» What you need to do
Everything from the line holding "Return: one point" through the last line below is needed; please reproduce those lines exactly, adding nothing.

*** Source material ***

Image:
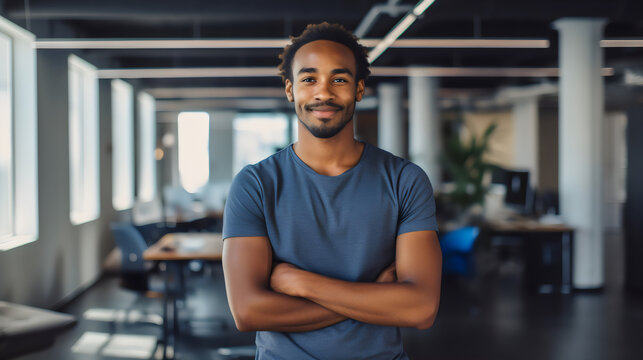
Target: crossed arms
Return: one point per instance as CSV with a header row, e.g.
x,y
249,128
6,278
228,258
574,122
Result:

*** End of Source material ***

» Problem solution
Return: one point per instance as CSV with a header row, e.g.
x,y
249,128
6,278
228,258
574,122
Result:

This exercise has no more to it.